> **What the task requires**
Copying nothing before it, reproduce the line that holds "Where can the white kitchen" and every line after it in the data, exactly.

> **Data to use**
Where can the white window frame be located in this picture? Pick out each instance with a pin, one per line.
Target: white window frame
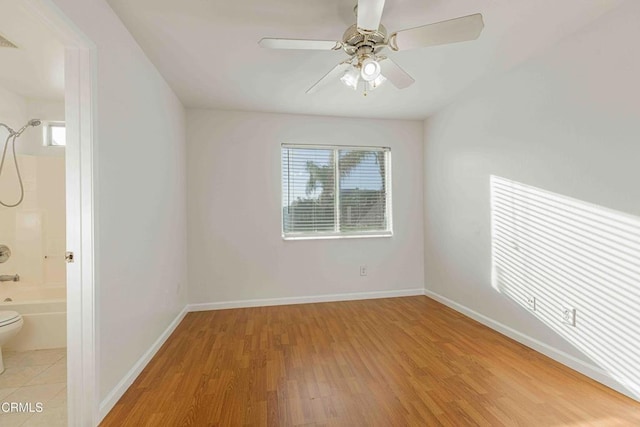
(48, 134)
(338, 234)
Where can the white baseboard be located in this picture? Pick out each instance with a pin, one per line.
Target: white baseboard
(591, 371)
(112, 398)
(304, 300)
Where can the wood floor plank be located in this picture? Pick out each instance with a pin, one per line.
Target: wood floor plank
(399, 361)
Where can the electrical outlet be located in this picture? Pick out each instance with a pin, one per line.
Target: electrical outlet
(569, 316)
(531, 303)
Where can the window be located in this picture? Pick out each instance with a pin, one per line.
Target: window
(55, 134)
(330, 191)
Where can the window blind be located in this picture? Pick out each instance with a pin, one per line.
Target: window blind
(335, 191)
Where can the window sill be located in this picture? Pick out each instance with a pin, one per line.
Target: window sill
(339, 236)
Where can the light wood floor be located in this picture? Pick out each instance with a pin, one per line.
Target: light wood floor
(386, 362)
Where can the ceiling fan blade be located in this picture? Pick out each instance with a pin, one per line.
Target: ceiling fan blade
(332, 75)
(445, 32)
(395, 74)
(369, 14)
(270, 43)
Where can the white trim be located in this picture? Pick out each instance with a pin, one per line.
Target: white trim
(80, 107)
(304, 300)
(594, 372)
(112, 398)
(308, 236)
(335, 147)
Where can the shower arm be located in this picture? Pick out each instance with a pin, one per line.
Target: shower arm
(11, 131)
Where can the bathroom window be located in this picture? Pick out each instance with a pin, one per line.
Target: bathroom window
(335, 191)
(55, 134)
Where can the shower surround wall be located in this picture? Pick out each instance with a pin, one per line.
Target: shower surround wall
(34, 230)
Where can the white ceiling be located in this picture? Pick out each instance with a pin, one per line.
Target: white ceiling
(208, 50)
(36, 69)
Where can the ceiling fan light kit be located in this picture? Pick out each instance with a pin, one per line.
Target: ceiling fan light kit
(364, 41)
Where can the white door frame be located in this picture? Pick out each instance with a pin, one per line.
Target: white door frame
(80, 101)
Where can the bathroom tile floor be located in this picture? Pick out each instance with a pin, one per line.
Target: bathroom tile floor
(32, 377)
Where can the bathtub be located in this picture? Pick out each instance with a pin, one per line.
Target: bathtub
(44, 310)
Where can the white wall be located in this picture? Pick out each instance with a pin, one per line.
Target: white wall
(140, 198)
(35, 229)
(13, 111)
(566, 122)
(236, 251)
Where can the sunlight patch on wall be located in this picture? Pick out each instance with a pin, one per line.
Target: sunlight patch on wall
(569, 254)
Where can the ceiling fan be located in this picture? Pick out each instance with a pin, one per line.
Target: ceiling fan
(364, 41)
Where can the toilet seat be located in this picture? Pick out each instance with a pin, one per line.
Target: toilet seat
(9, 317)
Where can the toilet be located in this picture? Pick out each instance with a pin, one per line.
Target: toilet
(10, 325)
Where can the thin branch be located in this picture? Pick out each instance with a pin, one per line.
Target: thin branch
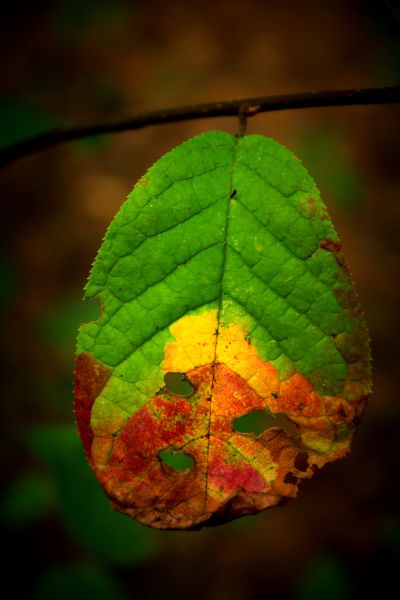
(245, 108)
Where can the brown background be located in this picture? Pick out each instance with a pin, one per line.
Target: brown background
(68, 62)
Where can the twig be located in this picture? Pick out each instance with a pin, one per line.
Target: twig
(243, 108)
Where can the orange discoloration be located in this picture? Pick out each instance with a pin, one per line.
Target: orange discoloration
(233, 474)
(297, 398)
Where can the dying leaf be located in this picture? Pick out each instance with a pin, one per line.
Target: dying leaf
(224, 292)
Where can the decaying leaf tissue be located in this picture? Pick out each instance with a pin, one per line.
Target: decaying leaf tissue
(225, 293)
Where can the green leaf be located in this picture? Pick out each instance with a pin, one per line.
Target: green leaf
(82, 503)
(222, 268)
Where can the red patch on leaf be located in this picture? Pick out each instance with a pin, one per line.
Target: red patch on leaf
(90, 377)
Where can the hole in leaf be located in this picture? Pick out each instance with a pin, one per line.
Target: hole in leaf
(258, 421)
(178, 384)
(177, 460)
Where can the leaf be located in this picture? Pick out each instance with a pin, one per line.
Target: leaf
(82, 503)
(222, 266)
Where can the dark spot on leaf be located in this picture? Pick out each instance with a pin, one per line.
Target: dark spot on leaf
(331, 245)
(301, 461)
(178, 384)
(290, 478)
(258, 421)
(177, 460)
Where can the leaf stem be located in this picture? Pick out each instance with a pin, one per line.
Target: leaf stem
(243, 109)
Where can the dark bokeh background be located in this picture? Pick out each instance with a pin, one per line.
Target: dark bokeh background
(70, 61)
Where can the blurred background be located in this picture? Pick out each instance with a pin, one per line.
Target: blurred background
(67, 61)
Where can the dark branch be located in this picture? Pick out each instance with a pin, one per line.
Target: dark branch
(242, 108)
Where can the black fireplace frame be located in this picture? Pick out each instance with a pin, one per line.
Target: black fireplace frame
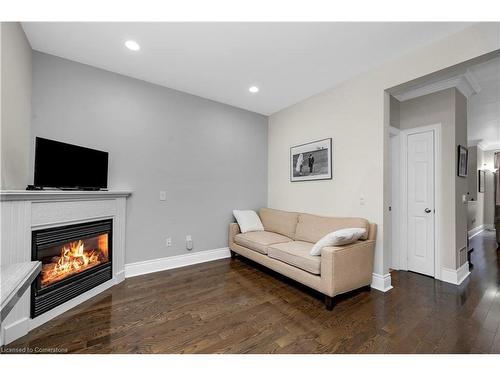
(51, 296)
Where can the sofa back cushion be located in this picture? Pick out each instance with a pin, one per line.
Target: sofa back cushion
(281, 222)
(311, 228)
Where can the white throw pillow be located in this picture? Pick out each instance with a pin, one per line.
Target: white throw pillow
(338, 238)
(248, 220)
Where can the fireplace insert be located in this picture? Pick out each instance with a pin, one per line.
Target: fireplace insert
(75, 259)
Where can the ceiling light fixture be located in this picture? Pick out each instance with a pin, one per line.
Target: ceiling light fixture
(132, 45)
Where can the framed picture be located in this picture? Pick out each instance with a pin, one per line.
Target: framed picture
(463, 154)
(480, 183)
(311, 161)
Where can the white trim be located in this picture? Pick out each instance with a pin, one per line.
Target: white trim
(475, 231)
(162, 264)
(465, 83)
(455, 277)
(42, 195)
(395, 201)
(381, 282)
(403, 256)
(21, 327)
(394, 131)
(15, 330)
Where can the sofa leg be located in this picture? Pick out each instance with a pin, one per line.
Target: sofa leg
(329, 303)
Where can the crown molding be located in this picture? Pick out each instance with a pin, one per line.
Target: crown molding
(465, 83)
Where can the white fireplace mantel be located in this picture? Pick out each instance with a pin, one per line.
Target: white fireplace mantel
(23, 211)
(42, 195)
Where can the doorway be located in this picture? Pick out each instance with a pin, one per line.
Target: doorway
(415, 234)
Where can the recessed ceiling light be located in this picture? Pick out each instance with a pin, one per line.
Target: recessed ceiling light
(132, 45)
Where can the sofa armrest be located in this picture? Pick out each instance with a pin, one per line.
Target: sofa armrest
(234, 229)
(346, 268)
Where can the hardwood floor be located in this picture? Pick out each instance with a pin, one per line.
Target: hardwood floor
(235, 306)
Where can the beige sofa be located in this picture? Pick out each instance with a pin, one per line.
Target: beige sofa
(286, 241)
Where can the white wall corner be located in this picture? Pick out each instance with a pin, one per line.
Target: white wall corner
(475, 231)
(162, 264)
(455, 277)
(381, 282)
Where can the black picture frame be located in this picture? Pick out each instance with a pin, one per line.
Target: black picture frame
(481, 180)
(462, 160)
(315, 147)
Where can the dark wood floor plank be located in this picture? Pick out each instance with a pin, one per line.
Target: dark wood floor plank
(236, 306)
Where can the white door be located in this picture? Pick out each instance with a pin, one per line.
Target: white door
(420, 182)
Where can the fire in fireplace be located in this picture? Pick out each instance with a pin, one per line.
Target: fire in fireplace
(74, 258)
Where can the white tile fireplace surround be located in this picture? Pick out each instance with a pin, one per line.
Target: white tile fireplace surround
(25, 211)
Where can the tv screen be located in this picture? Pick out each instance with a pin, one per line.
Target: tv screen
(62, 165)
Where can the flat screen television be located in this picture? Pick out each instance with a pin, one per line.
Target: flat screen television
(65, 166)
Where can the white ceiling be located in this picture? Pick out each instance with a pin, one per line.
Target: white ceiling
(484, 108)
(287, 61)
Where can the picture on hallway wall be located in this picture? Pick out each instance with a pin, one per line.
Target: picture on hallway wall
(463, 154)
(311, 161)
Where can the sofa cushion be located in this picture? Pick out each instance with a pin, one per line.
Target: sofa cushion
(277, 221)
(248, 220)
(296, 254)
(311, 228)
(259, 241)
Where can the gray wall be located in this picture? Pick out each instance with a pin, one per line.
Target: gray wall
(210, 158)
(461, 183)
(16, 106)
(489, 193)
(475, 209)
(444, 107)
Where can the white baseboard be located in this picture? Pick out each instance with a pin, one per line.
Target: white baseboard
(162, 264)
(381, 282)
(475, 231)
(455, 277)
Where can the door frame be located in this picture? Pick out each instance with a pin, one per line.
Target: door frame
(395, 157)
(403, 256)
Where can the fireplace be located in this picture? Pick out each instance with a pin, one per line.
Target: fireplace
(75, 259)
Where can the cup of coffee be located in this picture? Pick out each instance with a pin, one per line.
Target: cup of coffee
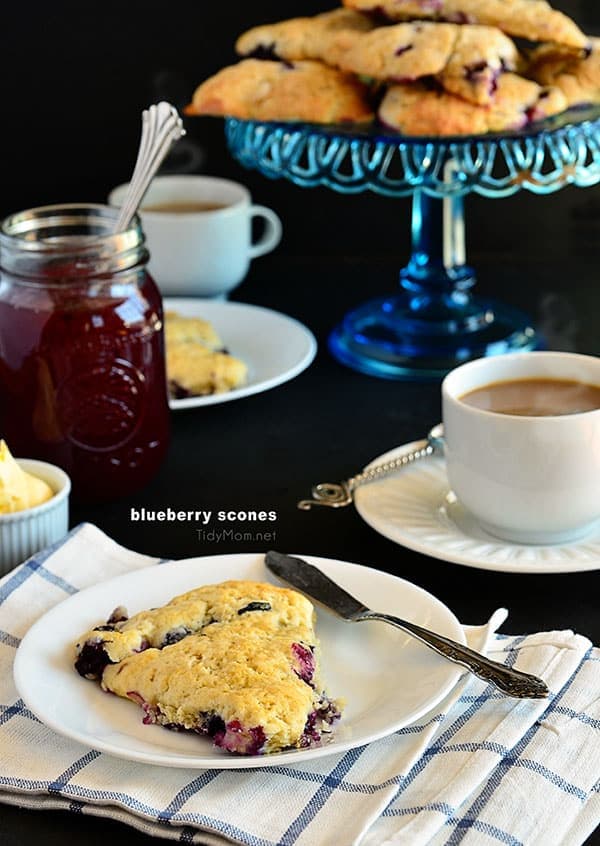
(199, 233)
(522, 444)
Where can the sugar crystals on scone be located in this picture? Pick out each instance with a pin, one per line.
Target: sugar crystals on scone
(238, 661)
(535, 20)
(422, 109)
(298, 91)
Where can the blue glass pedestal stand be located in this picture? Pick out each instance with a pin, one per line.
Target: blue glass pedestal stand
(434, 321)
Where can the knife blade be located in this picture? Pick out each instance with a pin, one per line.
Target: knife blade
(312, 581)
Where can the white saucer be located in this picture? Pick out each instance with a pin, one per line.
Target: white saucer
(274, 346)
(415, 508)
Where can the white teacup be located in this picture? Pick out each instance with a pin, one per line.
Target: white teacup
(527, 479)
(199, 233)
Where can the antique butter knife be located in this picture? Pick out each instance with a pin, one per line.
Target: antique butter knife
(317, 585)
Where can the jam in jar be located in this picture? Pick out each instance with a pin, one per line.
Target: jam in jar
(82, 372)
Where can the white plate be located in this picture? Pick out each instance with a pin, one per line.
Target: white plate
(388, 679)
(415, 508)
(274, 346)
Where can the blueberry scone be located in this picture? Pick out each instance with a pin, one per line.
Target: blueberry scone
(576, 73)
(324, 37)
(299, 91)
(467, 60)
(196, 359)
(237, 661)
(535, 20)
(185, 330)
(196, 370)
(421, 109)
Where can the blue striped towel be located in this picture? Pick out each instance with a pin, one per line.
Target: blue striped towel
(482, 769)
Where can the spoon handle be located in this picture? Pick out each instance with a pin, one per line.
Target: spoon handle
(339, 494)
(161, 127)
(512, 682)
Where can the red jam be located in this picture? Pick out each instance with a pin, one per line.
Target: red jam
(82, 378)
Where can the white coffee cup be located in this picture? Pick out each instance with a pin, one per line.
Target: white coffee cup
(203, 253)
(525, 479)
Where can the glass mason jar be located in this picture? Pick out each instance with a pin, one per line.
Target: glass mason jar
(82, 372)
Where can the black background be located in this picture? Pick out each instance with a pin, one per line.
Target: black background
(75, 78)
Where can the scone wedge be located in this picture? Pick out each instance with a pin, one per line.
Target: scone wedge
(238, 661)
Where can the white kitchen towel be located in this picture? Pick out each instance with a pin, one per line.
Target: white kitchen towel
(481, 769)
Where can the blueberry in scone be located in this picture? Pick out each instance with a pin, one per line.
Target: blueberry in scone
(323, 37)
(535, 20)
(479, 56)
(575, 72)
(467, 60)
(238, 661)
(184, 330)
(421, 109)
(197, 362)
(299, 91)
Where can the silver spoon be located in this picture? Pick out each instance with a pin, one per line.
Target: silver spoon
(340, 494)
(161, 127)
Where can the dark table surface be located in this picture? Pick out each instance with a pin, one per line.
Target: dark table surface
(264, 452)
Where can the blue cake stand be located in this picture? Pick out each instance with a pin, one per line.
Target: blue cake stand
(434, 321)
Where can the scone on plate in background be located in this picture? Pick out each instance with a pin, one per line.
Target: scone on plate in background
(237, 661)
(197, 362)
(299, 91)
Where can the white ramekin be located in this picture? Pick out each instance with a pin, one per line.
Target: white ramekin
(26, 532)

> **Answer section**
Where can the white kitchen towel be located in this picture? Pick out each instance with a pin, one per line.
Target: white kitchen towel
(481, 769)
Where can the blueberry in scone be located in this picture? Pick out each instance with a pin, one per line.
Target: blueberry in scone
(323, 37)
(535, 20)
(479, 56)
(575, 72)
(467, 60)
(238, 661)
(184, 330)
(421, 109)
(197, 362)
(299, 91)
Where can the silver spoon be located in this picture? Pick out each instance with a pin, one per line.
Target: silver spoon
(340, 494)
(161, 127)
Where can the dark table surface be located in this picture? Pick out each instance with a pin, one per line.
Target: dark table surface
(264, 452)
Where can the blue cake stand be located in this picture? Pick out each instance with a pin, one per line.
Target: blue cake stand
(434, 321)
Where can the scone on plate in background be located in this picture? Pick out each instance with a pin, one per line.
Target: scone on plate in background
(237, 661)
(197, 362)
(299, 91)
Where can the white ramekin be located in this picture? Pick out each instance with a pin, one per line.
Target: white ramekin
(26, 532)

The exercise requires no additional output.